* [Provided records]:

╔══

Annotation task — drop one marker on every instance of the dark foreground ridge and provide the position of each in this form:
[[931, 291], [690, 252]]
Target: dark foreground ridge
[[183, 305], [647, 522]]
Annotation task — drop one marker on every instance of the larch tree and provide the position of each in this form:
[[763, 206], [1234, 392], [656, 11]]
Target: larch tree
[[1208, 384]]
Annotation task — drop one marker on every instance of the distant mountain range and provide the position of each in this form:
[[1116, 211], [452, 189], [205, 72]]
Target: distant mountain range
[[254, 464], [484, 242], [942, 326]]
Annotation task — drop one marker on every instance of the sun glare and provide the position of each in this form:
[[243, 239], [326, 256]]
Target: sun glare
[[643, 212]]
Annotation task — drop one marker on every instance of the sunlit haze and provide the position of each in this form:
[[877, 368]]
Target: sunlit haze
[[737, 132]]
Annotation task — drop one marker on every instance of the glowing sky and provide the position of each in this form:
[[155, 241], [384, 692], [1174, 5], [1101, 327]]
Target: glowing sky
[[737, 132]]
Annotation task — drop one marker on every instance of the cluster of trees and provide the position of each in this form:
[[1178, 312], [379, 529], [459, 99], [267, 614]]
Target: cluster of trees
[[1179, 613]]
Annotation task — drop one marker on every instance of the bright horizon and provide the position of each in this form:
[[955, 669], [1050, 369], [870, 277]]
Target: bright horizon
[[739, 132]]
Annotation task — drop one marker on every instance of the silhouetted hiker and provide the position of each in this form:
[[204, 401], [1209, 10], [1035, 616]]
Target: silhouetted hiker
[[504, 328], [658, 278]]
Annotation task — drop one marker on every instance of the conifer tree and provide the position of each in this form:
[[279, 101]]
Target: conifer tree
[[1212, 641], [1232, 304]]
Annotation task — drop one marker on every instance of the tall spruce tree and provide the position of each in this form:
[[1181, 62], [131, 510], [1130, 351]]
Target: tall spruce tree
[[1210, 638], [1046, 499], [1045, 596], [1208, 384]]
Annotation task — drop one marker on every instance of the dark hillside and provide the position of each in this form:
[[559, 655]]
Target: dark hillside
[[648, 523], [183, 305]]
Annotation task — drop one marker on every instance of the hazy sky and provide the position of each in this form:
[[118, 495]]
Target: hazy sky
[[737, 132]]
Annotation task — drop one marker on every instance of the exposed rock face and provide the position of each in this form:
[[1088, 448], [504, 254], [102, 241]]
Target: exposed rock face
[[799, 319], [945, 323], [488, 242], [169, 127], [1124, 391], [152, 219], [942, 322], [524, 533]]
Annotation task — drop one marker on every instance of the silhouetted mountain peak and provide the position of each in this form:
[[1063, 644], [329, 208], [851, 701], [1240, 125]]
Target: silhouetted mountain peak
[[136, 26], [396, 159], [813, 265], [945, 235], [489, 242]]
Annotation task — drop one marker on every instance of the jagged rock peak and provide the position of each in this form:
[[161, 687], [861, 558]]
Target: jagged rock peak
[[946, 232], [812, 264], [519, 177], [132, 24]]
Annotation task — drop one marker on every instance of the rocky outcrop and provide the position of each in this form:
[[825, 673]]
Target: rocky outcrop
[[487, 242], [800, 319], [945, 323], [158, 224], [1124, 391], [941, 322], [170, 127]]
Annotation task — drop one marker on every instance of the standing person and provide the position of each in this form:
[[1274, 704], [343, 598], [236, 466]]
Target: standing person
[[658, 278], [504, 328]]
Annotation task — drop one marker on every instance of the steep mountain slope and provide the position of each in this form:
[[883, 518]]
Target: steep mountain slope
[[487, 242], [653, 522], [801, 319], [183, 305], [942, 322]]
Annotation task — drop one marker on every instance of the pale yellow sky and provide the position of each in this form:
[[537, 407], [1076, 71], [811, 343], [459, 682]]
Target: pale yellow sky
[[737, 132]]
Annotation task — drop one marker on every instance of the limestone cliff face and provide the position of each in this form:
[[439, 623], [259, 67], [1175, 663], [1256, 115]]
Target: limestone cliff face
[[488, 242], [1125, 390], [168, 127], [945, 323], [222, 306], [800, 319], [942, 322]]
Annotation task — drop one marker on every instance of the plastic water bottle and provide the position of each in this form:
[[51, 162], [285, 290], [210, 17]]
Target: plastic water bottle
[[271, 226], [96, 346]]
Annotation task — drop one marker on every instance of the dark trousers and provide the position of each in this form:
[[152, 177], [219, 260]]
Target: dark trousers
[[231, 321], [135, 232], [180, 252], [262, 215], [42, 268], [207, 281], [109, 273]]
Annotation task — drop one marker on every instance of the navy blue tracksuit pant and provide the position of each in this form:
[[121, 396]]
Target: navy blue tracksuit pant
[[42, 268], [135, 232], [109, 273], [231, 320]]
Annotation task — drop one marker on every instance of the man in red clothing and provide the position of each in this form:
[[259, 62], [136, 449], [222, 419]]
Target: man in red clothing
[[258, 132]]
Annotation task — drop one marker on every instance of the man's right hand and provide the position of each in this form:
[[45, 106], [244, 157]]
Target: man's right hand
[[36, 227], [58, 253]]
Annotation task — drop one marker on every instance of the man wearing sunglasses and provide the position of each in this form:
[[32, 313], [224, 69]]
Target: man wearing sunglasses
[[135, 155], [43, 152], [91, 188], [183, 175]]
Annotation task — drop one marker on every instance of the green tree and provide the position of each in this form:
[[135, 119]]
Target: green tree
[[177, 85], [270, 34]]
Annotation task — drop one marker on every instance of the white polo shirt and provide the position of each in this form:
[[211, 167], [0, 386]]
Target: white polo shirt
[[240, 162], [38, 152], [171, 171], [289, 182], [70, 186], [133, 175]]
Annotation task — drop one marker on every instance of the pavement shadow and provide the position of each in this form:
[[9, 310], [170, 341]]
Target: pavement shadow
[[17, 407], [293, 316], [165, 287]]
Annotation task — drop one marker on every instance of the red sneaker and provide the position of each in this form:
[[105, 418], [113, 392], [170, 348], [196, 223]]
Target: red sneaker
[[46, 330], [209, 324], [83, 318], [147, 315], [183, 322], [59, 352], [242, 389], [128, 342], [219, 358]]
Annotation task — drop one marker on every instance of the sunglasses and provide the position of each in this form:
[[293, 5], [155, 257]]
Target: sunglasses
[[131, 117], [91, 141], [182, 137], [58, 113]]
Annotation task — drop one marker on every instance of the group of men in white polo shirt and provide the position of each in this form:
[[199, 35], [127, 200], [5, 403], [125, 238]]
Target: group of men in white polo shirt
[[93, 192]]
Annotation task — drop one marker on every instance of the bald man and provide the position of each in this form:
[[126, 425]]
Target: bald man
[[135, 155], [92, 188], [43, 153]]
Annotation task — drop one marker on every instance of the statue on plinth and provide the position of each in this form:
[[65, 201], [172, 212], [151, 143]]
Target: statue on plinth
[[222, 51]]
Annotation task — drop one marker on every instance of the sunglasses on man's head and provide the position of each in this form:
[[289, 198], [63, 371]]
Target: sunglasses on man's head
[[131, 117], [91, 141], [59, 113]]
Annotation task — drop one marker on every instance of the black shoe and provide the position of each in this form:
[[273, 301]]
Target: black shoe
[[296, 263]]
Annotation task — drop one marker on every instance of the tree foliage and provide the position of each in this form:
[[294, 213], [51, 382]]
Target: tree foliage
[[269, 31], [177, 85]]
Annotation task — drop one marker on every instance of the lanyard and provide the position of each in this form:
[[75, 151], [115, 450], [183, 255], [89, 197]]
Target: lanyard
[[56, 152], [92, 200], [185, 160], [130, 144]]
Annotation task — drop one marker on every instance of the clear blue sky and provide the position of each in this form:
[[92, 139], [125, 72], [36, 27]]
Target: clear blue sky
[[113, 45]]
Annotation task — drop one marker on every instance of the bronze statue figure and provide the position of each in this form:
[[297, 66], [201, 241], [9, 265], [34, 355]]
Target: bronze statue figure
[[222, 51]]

╚══

* [The problem]: Taking the line that contains "Target: group of men in white polo shirt" as the first, reproduce every line through the end of the entries exactly.

* [Reply]:
Target: group of men in white polo shirt
[[93, 192]]
Annotation task — drop one marker on every instance of the bald man and provide the position of each in this form:
[[126, 425]]
Target: bald man
[[135, 155], [92, 188], [43, 153]]
Annotation task — drop one marker on every instance of the statue on plinth and provide the position of each in this form:
[[65, 201], [172, 212], [151, 143]]
Target: statue on plinth
[[222, 51]]
Annotation task — drop one marker on every instance of the sunglasses on man's head and provide the position of each in this form:
[[289, 198], [63, 371]]
Target: sunglasses on man's head
[[131, 117], [91, 141], [59, 113]]
Annotation task — drop one marker on every instance of the black shoe and provide the position of each in this form:
[[273, 301]]
Target: black shoe
[[296, 263]]
Annotation task — drop one marker on every instance of the tree foliage and provide the position of each in this form:
[[294, 213], [51, 382]]
Target: tree foliage
[[269, 31], [177, 85]]
Annotation task — drop one marker on every instance of the lanyard and provide the position of each in this form:
[[75, 151], [115, 450], [183, 255], [89, 197]]
Target: lanyard
[[56, 152], [92, 200], [185, 160], [130, 144]]
Annotation task — drop one marker on every instance of the clear blue sky and provide the position of each in this form:
[[92, 139], [125, 72], [36, 27]]
Target: clear blue sky
[[113, 45]]
Annotation task — drop one marker on every instance of the bronze statue figure and provide the position of each in this form:
[[297, 66], [201, 241], [9, 265], [34, 355]]
Target: bronze statue figure
[[222, 51]]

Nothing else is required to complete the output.